* [Job a]: Rewrite the records as a numbered list, starting with the first line of the records and going on through the line with "[27, 90, 50, 124]", leaving out blank lines.

* [Passage given]:

((

In this case, it all begins with a whimsical request of a baby who asks her father to let her paint like him. Only what she produces vastly exceeds the abilities of her dabbling father, at least to the eye of a family fried who suggests they put Marla's painting up in his bar and see what people's reactions to it are. This fateful decision unleashes a maelstrom from Pandora's Box blindsiding the naïve Mark and Laura, Marla's mom and dad--both humble, working class people. At first, things seem pretty good. People love Marla's paintings. They are dropping thousands on them. Are they special because they are beautiful abstract paintings or because the artist was only 4 years old? There is a subtext here confronted head on from both sides that works incredibly well in the film, and it focuses on the notion of general cynicism directed by many critics and non-critics alike squarely at modern art. The film's title acknowledges this as in, "Is it art 'if my kid could paint that'?" Well, Marla's life is going along well with a New York Times article as the catalyst to her subsequent world-wide fame and splendid sales. Yet, then, just before she's to have her first LA gallery opening, a "60 Minutes" story about her and her work takes an unexpected turn for the worse and ends with a child psychologist leveling a career-shaking charge that Marla could not possibly be the sole artist behind her paintings.


"… a wonderfully compelling and candid exploration into the dynamics of fame forced upon a semi-willing family…"
She bases her accusations on "60 Minutes" footage taken from a family-authorized hidden camera during one of Marla's painting sessions. She argues the painting style in the footage lacks the polish of Marla's other paintings and she observes no behavior in Marla as she paints that's any different from the random paint-pushing of any other 4-year old. Unfortunately, "60 Minutes" takes the place of the film's villain and also lives up to the negative stereotype of journalists who warm you up for a story about you only to pull the rug out from under you back in the editing room. Nonetheless, questionable analyses by the child psychologist who never met Marla, never actually watched her paint, and never spoke to or interviewed her parents aside, the take most people got was that poor Marla was being used by her unscrupulous parents to defraud the art community. While it took months for Marla to become an international art sensation, it only took "60 Minutes" for her to fall off the map into near obscurity. The Olmstead's instantaneous bitterness calls everything into question. Their only hope of vindication comes in the form of Amir Bar-Lev documentary, and they don't know that even he is having his own doubts.

))

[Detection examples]

((

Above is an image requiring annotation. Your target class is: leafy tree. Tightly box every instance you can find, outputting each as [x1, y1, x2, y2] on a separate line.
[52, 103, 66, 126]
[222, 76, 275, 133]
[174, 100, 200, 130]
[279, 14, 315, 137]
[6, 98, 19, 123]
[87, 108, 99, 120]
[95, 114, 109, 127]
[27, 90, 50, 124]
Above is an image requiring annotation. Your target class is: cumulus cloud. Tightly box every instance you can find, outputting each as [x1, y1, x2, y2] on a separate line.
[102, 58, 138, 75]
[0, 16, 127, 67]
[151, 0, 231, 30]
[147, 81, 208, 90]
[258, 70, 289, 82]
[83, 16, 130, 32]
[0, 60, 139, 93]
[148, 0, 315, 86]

))

* [Job b]:
Answer these questions from the review:
(i) How old was Marla, the artist?
(ii) Which publication's article set off her world-wide fame?
(iii) Whose documentary is the family's only hope of vindication?

* [Finished answer a]:
1. Above is an image requiring annotation. Your target class is: leafy tree. Tightly box every instance you can find, outputting each as [x1, y1, x2, y2] on a separate line.
2. [52, 103, 66, 126]
3. [222, 76, 275, 133]
4. [174, 100, 200, 130]
5. [279, 14, 315, 137]
6. [6, 98, 19, 123]
7. [87, 108, 99, 120]
8. [95, 114, 109, 127]
9. [27, 90, 50, 124]

* [Finished answer b]:
(i) 4 years old
(ii) The New York Times
(iii) Amir Bar-Lev's